**About this exercise:**
For each record here, output an exact copy.

**Extracted data:**
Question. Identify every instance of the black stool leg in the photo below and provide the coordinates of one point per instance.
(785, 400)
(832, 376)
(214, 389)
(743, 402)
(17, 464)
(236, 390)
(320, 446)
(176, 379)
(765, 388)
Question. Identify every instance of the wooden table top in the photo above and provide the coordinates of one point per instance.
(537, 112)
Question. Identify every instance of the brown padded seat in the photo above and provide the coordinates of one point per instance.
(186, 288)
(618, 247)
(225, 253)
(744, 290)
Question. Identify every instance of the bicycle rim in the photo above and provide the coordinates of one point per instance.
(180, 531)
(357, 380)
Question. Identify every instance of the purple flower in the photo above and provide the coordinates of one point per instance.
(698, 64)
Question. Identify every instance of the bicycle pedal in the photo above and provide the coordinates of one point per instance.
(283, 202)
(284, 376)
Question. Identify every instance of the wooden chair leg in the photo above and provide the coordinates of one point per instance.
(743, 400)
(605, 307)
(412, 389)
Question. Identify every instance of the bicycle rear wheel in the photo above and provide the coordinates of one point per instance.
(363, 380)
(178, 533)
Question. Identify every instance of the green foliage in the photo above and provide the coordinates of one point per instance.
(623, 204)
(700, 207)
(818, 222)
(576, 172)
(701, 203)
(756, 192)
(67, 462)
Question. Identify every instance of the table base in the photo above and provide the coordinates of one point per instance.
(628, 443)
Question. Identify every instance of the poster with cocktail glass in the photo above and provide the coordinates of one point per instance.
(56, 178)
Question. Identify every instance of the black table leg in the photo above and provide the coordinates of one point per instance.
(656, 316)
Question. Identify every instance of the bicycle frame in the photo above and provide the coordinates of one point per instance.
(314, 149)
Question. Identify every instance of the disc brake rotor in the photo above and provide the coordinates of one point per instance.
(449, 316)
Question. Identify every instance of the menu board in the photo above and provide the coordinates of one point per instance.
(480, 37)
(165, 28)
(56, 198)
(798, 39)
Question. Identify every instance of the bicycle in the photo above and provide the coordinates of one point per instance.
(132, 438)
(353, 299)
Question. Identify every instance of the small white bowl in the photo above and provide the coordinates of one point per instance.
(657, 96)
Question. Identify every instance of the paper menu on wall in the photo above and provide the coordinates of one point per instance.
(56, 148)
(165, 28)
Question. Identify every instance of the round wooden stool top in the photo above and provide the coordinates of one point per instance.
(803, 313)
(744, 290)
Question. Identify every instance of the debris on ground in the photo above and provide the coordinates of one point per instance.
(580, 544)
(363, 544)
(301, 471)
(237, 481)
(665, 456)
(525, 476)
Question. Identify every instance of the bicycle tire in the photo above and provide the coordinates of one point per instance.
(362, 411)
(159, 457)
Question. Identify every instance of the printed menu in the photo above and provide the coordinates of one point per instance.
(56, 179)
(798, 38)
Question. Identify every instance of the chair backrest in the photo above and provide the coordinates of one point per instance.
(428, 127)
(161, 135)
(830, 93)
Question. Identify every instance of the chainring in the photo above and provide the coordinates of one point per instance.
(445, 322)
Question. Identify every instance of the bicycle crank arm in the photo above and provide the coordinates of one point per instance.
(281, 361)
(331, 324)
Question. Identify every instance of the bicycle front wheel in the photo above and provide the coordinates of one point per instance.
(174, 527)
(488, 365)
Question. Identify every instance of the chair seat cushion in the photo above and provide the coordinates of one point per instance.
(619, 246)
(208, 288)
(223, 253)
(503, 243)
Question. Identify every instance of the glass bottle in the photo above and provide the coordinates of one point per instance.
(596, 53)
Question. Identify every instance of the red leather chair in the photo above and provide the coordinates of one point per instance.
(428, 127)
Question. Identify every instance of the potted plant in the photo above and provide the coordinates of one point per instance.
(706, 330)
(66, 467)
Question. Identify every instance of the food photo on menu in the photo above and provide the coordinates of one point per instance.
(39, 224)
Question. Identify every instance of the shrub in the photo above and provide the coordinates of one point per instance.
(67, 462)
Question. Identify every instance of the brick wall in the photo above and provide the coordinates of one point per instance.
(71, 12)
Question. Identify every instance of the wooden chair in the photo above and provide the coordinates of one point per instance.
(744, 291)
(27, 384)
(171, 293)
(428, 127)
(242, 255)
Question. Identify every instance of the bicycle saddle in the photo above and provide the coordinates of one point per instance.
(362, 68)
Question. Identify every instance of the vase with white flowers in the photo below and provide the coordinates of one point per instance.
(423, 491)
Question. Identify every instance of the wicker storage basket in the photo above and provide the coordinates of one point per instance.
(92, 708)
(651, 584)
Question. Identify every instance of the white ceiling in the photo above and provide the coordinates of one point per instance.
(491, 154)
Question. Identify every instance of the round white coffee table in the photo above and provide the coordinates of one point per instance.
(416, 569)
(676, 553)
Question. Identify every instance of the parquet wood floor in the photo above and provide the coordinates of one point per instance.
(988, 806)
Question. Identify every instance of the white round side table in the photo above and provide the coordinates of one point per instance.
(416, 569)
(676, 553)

**Expected answer:**
Question. Identify every instance of the black stool leg in the photo below and provide the coordinates of one point per instance.
(785, 400)
(832, 376)
(214, 389)
(743, 402)
(17, 464)
(236, 390)
(320, 446)
(176, 379)
(765, 388)
Question. Identify every instance of the wooden table top in the photo above and provide the coordinates of one point per instance.
(537, 112)
Question. Identify every instance of the brown padded seat in the photo above and provide the coordinates of one point per instance.
(186, 288)
(618, 247)
(225, 253)
(744, 290)
Question. Identify every instance of the bicycle rim in the photo above and provide the coordinates of one point per instance.
(180, 531)
(357, 380)
Question. Identify every instance of the purple flower in the photo above and provide the coordinates of one point per instance.
(698, 64)
Question. Identify every instance of the bicycle pedal in the photo above and provide the coordinates of one point per instance.
(283, 202)
(284, 376)
Question. Identify every instance of the wooden chair leg in the photo above and provide the coordinates of one point per instance.
(743, 400)
(605, 307)
(412, 389)
Question. Identify every instance of the bicycle rear wheel in the photo above and provide the coordinates of one point per instance.
(363, 380)
(178, 533)
Question. Identify every instance of the green foliage in the photo above and provide the coordinates of one point per instance.
(623, 204)
(700, 207)
(818, 222)
(576, 172)
(701, 203)
(756, 192)
(67, 462)
Question. Identify every instance of the table base in the photo above and provide the coordinates of one point per instance.
(628, 443)
Question. Identify every instance of the poster with cocktail glass in the photo above and provide the coordinates of one point per instance.
(56, 178)
Question. Identify every instance of the black table leg in the photo above and provide the coordinates of one point per instance.
(656, 316)
Question. Identify every instance of the bicycle frame in the photo above and provide the coordinates of one point per instance.
(314, 149)
Question. Identify every instance of the disc brake rotor in the photo above and provide the coordinates of one point per instance.
(449, 316)
Question. Identify every instance of the menu board in the photo above and provide the coordinates of one point per instance.
(480, 37)
(165, 28)
(56, 198)
(798, 39)
Question. Identify every instance of the bicycle in the photo above and provide the coordinates of one point per instance.
(132, 438)
(353, 299)
Question. Identify every instance of the small white bowl in the photo above and provide the coordinates of one point per instance.
(657, 96)
Question. Identify every instance of the paper menu on wall in the photo above and provide the coordinates of one point per instance.
(56, 148)
(165, 28)
Question. Identify every instance of the round wooden stool top in the photo above and provide the coordinates of one point per instance.
(803, 313)
(744, 290)
Question. Identify every instance of the debris on ground in the photo above and provide the coordinates of one point per instance.
(580, 544)
(363, 544)
(301, 471)
(237, 481)
(665, 456)
(525, 476)
Question. Identify every instance of the bicycle tire in the photo above and provide the coordinates of one point per instance.
(362, 411)
(159, 457)
Question. Identify every instance of the printed menu in the photo above and provide the coordinates of one point per instance.
(56, 179)
(798, 38)
Question. Identify every instance of the chair backrest in the photo above and provide the coordinates of one point per instance.
(428, 127)
(161, 135)
(830, 93)
Question. Identify every instance of the chainring in the photo above and provide the coordinates of one point per instance.
(445, 322)
Question. Identify every instance of the bicycle crank arm in the photo above and provide the coordinates of one point per instance.
(281, 361)
(331, 324)
Question. Identify every instance of the bicycle front wheel in the photo above and provide the coordinates of one point per instance.
(174, 527)
(488, 365)
Question. Identify every instance of the chair seat cushion in the photo above and provide the coordinates of one point per instance.
(619, 246)
(208, 288)
(223, 253)
(503, 243)
Question. Identify every instance of the glass bottle in the photo above and provide the coordinates of one point per instance.
(596, 53)
Question. Identify every instance of the red leather chair in the photo above and provide the coordinates of one point per instance.
(428, 127)
Question. Identify every instance of the potted plant in the photo above and provide the coordinates of one point per instance.
(706, 330)
(66, 467)
Question. Identify every instance of the food photo on menu in the photo above and provide the coordinates of one point per instance.
(39, 224)
Question. Identify every instance of the shrub in the photo above and provide the coordinates of one point per instance.
(67, 462)
Question. Identify every instance of the brick wall in the photo above and provide the coordinates of one point per instance.
(71, 12)
Question. Identify every instance of the wooden chair in the photo above and provide the coordinates of one point per instance.
(744, 291)
(27, 384)
(171, 293)
(428, 127)
(242, 255)
Question. Identify every instance of the bicycle saddle in the photo above and provide the coordinates of one point per instance.
(362, 68)
Question. Identify every instance of the vase with white flowers in the photo below and provide the coordinates of one point per instance.
(423, 491)
Question. Identify every instance of the wicker storage basket in the photo above and provide the coordinates of one point per instance.
(92, 708)
(651, 584)
Question. Identify every instance of the white ceiling in the photo above and provide the coordinates of one point per instance.
(491, 154)
Question. Identify every instance of the round white coffee table in the photo above and provide the coordinates of one point per instance.
(416, 569)
(676, 553)
Question. Identify every instance of the parquet wood floor in the photo above and provide the coordinates of one point per instance.
(988, 806)
Question. Identify every instance of the white round side table in the photo above and provide the coordinates of one point per instance.
(416, 569)
(676, 553)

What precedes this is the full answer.